:: Given records

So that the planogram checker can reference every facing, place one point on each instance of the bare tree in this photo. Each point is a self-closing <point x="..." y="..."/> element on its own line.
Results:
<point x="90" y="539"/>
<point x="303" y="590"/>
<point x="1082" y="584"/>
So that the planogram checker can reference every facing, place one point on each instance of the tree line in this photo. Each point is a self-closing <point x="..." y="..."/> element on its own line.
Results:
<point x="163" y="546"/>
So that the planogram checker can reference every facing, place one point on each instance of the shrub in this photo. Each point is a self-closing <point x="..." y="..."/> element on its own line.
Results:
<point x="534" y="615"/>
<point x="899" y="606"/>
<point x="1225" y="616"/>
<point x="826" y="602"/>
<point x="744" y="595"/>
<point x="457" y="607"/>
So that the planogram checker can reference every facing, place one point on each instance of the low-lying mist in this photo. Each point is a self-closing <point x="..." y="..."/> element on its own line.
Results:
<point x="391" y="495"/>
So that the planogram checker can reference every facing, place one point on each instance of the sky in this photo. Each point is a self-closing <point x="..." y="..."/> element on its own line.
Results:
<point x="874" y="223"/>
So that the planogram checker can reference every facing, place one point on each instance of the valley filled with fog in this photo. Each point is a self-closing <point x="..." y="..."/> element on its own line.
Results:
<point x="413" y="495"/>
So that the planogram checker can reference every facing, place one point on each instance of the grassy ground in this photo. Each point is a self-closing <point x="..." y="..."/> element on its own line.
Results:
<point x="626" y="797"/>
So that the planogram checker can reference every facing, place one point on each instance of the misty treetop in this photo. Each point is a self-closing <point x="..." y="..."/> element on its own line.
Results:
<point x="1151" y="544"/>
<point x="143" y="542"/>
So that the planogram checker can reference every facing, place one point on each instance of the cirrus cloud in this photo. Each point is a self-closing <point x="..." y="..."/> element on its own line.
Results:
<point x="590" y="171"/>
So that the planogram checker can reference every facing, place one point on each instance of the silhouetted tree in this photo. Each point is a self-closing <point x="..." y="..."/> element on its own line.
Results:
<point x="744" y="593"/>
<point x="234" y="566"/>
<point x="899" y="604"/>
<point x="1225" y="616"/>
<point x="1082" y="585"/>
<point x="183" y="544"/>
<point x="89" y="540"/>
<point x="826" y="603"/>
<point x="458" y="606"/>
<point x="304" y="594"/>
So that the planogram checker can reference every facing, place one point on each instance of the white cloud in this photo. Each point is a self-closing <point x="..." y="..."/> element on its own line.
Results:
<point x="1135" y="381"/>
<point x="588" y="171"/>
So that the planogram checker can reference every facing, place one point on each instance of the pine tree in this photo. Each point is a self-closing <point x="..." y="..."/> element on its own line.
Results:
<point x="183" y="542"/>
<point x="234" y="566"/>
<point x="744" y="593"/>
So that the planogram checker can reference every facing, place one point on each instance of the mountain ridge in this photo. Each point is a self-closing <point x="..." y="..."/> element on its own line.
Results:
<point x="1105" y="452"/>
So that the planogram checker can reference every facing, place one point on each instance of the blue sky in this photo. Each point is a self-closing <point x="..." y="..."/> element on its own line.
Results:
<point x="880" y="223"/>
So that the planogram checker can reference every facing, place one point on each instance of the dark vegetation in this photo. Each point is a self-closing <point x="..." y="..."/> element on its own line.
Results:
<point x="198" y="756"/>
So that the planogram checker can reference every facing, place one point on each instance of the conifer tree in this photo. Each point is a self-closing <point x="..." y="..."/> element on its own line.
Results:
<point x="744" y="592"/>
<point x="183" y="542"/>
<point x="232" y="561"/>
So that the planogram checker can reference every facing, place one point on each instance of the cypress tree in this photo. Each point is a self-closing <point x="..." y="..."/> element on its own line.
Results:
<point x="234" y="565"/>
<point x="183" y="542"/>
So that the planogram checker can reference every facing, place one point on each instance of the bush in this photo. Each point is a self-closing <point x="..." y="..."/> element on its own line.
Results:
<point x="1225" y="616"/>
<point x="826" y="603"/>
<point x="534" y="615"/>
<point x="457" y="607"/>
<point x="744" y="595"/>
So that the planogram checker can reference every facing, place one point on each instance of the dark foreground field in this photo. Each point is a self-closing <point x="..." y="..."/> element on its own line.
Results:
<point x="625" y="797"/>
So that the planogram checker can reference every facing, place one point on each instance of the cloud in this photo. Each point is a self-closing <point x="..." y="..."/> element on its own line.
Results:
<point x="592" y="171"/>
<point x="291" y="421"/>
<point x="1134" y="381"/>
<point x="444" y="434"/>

::::

Task requirements >> Repeat every record, exactly as written.

Reply >>
So that the planogram checker can reference every facing, place one point on each instance of the bare tree in this photo. Each point is a self-closing <point x="..." y="..."/> element on its own line.
Results:
<point x="90" y="539"/>
<point x="303" y="590"/>
<point x="1082" y="584"/>
So that the planogram checker can reference every facing, place one point on each instance of the tree line in this photo. Each point is a self-closing <point x="..." y="..."/> element on its own line.
Results:
<point x="163" y="546"/>
So that the planogram checker can reference every facing, place one point on each instance of the shrub in this photo. Each point is a self-closing <point x="..." y="..."/> element on its own line.
Results:
<point x="534" y="615"/>
<point x="899" y="606"/>
<point x="1225" y="616"/>
<point x="826" y="602"/>
<point x="744" y="595"/>
<point x="457" y="607"/>
So that the planogram checker can reference every facing, place one point on each instance of the low-lying mist in this photo. Each point is a self-closing <point x="..." y="..."/> element on its own line.
Results:
<point x="391" y="495"/>
So that the planogram checker can reference every facing, place one point on each instance of the sky in this photo. Each point is a self-closing <point x="..." y="..."/> element on its own line.
Results:
<point x="874" y="223"/>
So that the planogram checker can reference every facing, place one point on each instance of the valley filled with fog in this photo. Each point is a self-closing <point x="..." y="..."/> element on its own line.
Results:
<point x="413" y="495"/>
So that the planogram checker can reference every facing, place one point on each instance of the grassy ground in this photo. Each point is a self-closing <point x="..." y="..."/> element on its own line.
Results:
<point x="626" y="797"/>
So that the planogram checker can reference every facing, place one point on each instance of the misty treetop in this photo. Each point is a self-closing <point x="..." y="..."/> element on its own line.
Results:
<point x="1151" y="544"/>
<point x="143" y="542"/>
So that the planogram checker can reference every facing, place one point on each instance of the cirrus cloud in this photo. Each point is a self-closing <point x="..." y="..."/> element on its own line.
Results:
<point x="590" y="171"/>
So that the planogram checker can reference every facing, place one point on each instance of the silhouetted tree in this photo. Each point is a self-closing <point x="..." y="..."/> element on its own line.
Results:
<point x="744" y="593"/>
<point x="234" y="566"/>
<point x="899" y="604"/>
<point x="1225" y="616"/>
<point x="1082" y="585"/>
<point x="183" y="544"/>
<point x="89" y="540"/>
<point x="826" y="603"/>
<point x="458" y="606"/>
<point x="304" y="594"/>
So that the planogram checker can reference every facing, place one point on each instance of the white cloud in this photo. Each point is a self-closing <point x="..." y="..."/> element on its own line.
Results:
<point x="1135" y="381"/>
<point x="588" y="171"/>
So that the planogram checker can reference every facing, place one point on each instance of the pine tree in this photo. Each point is a self-closing <point x="..." y="..."/> element on its own line.
Results:
<point x="183" y="542"/>
<point x="234" y="566"/>
<point x="744" y="593"/>
So that the planogram checker can reference every facing, place one point on each instance of the mountain ridge in this photo. Each point is a self-closing <point x="..." y="..."/> element on its own line.
Results:
<point x="1105" y="452"/>
So that the planogram checker can reference every facing, place one point on each instance of the blue sky in this photo. Each point is a self-closing <point x="..." y="..."/> element on its own line.
Results:
<point x="880" y="223"/>
So that the planogram checker can reference every facing, place one point on each instance of the dark vegetation in this photo. Each point is a self-closing <point x="..." y="..."/> element on its own line.
Results:
<point x="198" y="756"/>
So that the planogram checker can reference every facing, place one point on each instance of the conifer tree in this photo. Each point is a self-closing <point x="..." y="..."/> element on its own line.
Results:
<point x="744" y="592"/>
<point x="183" y="542"/>
<point x="232" y="561"/>
So that the planogram checker can reference every facing, place one point on each instance of the cypress tree in this photo. Each point is a self-closing <point x="..." y="..."/> element on its own line.
Results:
<point x="234" y="565"/>
<point x="183" y="542"/>
So that the planogram checker can reference every facing, place one point on each instance of the bush in this photo. Each point is a self-closing <point x="..." y="..."/> element on its own line.
Results:
<point x="1225" y="616"/>
<point x="826" y="603"/>
<point x="534" y="615"/>
<point x="457" y="607"/>
<point x="744" y="595"/>
So that the planogram checker can reference every facing, place one point on each instance of the dark foreground field in this photo. Each point is a self-closing <point x="..." y="..."/> element on its own line.
Results:
<point x="625" y="797"/>
So that the planogram checker can reference every facing, place one point on each instance of the cloud in this photo. Each point is a self-closing <point x="..." y="..."/> element on its own line.
Results:
<point x="592" y="171"/>
<point x="291" y="421"/>
<point x="1134" y="381"/>
<point x="444" y="434"/>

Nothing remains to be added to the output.